■ **Assignment**: Restate, word for word, the lines from the opening line of the data through the line containing "[[[45,231],[94,273],[186,236],[147,138],[78,155]]]", both included, and nothing else.

● ● ● ● ●

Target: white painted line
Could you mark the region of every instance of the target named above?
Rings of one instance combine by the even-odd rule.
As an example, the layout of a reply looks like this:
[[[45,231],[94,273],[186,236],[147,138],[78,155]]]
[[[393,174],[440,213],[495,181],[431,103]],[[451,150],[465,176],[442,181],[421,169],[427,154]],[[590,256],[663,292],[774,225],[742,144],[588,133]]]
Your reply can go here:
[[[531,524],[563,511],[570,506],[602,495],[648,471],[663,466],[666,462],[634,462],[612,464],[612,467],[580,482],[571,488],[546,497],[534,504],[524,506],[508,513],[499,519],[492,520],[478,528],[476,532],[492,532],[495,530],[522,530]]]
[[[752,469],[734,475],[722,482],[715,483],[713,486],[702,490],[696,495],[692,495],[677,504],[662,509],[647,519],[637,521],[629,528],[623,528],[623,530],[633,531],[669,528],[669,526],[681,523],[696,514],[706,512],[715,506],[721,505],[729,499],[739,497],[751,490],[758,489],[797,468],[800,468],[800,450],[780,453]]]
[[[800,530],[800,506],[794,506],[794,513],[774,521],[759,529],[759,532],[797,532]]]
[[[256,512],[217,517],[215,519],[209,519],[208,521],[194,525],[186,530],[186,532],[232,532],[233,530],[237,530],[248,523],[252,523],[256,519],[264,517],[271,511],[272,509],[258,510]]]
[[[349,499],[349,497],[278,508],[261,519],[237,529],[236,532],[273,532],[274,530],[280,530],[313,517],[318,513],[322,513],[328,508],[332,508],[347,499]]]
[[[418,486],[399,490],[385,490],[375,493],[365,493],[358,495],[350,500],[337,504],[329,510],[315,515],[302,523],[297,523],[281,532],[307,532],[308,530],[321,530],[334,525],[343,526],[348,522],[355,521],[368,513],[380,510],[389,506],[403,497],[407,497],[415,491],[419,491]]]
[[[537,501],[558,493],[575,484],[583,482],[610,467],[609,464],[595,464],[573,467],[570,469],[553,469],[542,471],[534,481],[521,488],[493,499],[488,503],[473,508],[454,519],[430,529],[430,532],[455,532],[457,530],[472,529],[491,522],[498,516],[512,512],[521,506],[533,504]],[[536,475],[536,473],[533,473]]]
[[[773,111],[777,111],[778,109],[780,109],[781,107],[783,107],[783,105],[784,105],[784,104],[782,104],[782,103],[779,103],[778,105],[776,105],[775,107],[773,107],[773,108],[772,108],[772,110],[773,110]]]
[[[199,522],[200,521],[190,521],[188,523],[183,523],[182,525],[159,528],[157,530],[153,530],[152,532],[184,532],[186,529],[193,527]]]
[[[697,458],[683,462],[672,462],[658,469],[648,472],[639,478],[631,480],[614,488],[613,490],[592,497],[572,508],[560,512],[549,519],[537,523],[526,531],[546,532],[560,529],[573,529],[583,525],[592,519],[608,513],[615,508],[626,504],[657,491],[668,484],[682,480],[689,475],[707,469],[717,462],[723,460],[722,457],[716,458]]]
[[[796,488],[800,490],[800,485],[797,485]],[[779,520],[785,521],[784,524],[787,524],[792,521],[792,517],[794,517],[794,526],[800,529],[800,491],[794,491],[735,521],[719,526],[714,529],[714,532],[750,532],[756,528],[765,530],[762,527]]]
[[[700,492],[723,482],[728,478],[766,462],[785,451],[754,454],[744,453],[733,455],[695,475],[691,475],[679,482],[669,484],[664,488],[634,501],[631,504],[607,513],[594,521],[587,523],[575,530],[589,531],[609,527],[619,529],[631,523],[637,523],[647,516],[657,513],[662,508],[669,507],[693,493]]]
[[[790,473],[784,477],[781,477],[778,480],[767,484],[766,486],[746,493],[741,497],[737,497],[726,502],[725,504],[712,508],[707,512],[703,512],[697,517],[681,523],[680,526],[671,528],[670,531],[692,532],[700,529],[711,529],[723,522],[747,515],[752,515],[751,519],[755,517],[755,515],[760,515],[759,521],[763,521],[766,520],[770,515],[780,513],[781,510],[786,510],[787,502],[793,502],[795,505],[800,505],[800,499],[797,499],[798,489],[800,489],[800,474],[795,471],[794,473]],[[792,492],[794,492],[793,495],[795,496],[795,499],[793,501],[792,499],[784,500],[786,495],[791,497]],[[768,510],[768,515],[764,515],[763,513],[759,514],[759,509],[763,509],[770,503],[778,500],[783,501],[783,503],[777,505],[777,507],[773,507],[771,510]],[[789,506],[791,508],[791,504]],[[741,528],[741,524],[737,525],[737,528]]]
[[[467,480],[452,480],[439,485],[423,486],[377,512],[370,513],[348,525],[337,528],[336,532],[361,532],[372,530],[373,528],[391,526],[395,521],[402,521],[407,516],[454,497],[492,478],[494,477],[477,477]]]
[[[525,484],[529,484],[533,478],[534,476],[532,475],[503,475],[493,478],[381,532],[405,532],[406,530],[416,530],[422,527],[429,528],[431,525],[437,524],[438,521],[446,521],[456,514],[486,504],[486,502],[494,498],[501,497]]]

● ● ● ● ●

■ **Solution to this task**:
Target: white painted line
Could you mark the region of every instance of the target named above?
Rings of one instance combine by the even-odd rule.
As an example, the layout of a reply looks like this:
[[[45,231],[94,273],[186,236],[147,138],[78,155]]]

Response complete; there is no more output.